+++ Text extract +++

Kristin Goss Featured on “New Books in Political Science”

by Phillip Witteveen on March 24, 2014

Kristin Goss recently appeared on the New Books in Political Science podcast, where she discussed her book The Paradox of Gender Equality. Her monograph is an examination of “women’s civic place” during 120 years of historical change. From the late 19th century, to the present day, Goss considers the evolution of women’s public interests—and the parallel evolution of “women’s presence on Capitol Hill”.

“You didn’t pull off a little project,” says host Heath Brown, “this is a big project.”

To break it down, Goss recounted two stories from Paradoxwhich capture the main argument of the book. The first took place in the wake of the Second World War.

“This is 1947,” says Goss. “Congress is holding hearings on the Marshall Plan, the post-war reconstruction plan for Europe.”

In fact, the Marshall Plan still forms the groundwork for our modern foreign aid programs. At the time, though, it was unfinished, and for some of the first times in American history, American women were becoming involved in the public response to serious, lasting legislation.

+++

### Short task A
Say whether each statement below agrees with the article about Kristin Goss. For each one, answer yes or no and quote the words of the article that decide it.
(i) The podcast host who spoke with Goss was Heath Brown.
(ii) Goss's book examines women's civic place over 150 years of historical change.
(iii) The first story Goss recounted took place after the First World War.

+++ Records +++

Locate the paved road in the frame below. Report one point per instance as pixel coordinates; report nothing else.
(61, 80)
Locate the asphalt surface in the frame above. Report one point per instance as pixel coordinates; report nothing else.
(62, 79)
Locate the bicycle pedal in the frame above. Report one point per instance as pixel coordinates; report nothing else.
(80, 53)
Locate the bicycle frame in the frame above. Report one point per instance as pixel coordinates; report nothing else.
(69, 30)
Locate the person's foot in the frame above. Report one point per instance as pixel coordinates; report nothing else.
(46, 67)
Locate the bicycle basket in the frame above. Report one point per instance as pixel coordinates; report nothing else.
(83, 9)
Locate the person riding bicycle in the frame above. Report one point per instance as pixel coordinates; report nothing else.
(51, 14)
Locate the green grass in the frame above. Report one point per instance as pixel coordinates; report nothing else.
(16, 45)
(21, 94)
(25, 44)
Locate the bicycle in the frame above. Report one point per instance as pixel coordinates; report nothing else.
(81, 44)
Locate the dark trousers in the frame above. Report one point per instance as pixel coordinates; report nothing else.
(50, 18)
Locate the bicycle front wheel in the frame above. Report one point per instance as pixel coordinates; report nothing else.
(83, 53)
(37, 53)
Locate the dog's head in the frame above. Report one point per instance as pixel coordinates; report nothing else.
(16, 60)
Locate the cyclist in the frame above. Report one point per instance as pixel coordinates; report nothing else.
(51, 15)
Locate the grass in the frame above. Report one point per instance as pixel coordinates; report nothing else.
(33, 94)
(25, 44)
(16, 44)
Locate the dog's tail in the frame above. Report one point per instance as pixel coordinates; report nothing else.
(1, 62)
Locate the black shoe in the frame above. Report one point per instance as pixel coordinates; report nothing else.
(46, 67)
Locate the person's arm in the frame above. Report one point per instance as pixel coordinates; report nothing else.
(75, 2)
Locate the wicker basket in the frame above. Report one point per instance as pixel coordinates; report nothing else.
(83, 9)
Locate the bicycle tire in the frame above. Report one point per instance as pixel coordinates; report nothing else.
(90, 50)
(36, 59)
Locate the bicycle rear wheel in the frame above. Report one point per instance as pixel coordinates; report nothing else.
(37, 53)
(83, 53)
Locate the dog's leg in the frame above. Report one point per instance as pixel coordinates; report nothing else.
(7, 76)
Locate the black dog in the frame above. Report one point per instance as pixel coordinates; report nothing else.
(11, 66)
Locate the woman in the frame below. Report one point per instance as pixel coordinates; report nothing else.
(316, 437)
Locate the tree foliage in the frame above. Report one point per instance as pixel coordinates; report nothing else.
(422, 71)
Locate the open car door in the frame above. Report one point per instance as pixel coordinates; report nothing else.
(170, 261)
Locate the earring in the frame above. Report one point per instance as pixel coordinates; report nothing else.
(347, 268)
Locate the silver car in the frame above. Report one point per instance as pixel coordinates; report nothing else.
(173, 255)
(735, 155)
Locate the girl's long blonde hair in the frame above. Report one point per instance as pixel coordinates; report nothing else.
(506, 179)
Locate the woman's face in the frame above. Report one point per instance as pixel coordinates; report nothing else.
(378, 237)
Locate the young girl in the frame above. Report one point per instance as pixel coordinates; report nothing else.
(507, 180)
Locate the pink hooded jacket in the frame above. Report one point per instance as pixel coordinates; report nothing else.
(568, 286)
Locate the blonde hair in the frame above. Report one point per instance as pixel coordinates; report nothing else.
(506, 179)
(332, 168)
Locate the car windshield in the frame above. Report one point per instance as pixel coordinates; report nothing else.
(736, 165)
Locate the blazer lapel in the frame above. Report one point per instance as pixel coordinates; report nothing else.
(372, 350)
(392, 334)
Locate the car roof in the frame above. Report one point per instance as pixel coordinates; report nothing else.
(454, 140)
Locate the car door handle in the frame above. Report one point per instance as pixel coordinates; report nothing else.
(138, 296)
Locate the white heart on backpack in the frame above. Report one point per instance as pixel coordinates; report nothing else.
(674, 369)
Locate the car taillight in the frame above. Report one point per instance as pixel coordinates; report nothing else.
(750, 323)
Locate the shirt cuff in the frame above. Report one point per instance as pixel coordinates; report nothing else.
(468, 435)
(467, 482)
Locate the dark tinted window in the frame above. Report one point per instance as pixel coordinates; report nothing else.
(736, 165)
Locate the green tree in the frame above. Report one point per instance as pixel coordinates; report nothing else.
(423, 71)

+++

### Short task B
Put the entries from the line containing "Locate the blonde" through the end of the entries, inclusive, into a two-column CSV with the columns instruction and points. Write one row per entry, placing its text and its answer each in a single quoted field, with line breaks replaced by spaces.

### Expected answer A
(i) Yes: "says host Heath Brown"
(ii) No: "during 120 years of historical change"
(iii) No: "The first took place in the wake of the Second World War."

### Expected answer B
instruction,points
"Locate the blonde hair in the frame above. Report one point per instance as pixel coordinates; report nothing else.","(506, 179) (332, 168)"
"Locate the car windshield in the frame above. Report one point per instance as pixel coordinates; report nothing else.","(736, 165)"
"Locate the blazer lapel in the frame above. Report one point per instance as pixel coordinates; report nothing else.","(372, 350) (392, 334)"
"Locate the car roof in the frame above. Report one point per instance as pixel coordinates; report nothing else.","(454, 140)"
"Locate the car door handle in the frame above. Report one point per instance as pixel coordinates; report nothing else.","(138, 296)"
"Locate the white heart on backpack in the frame above. Report one point per instance as pixel coordinates; report nothing else.","(674, 369)"
"Locate the car taillight in the frame above. Report one point per instance as pixel coordinates; report nothing else.","(750, 323)"
"Locate the shirt cuff in the frame above. Report one point per instance as pixel coordinates; report nothing else.","(468, 435) (467, 482)"
"Locate the dark tinted window in the frame above. Report one point per instance as pixel coordinates; report nothing else.","(736, 165)"
"Locate the green tree in the frame above. Report one point per instance as pixel coordinates; report nothing else.","(423, 71)"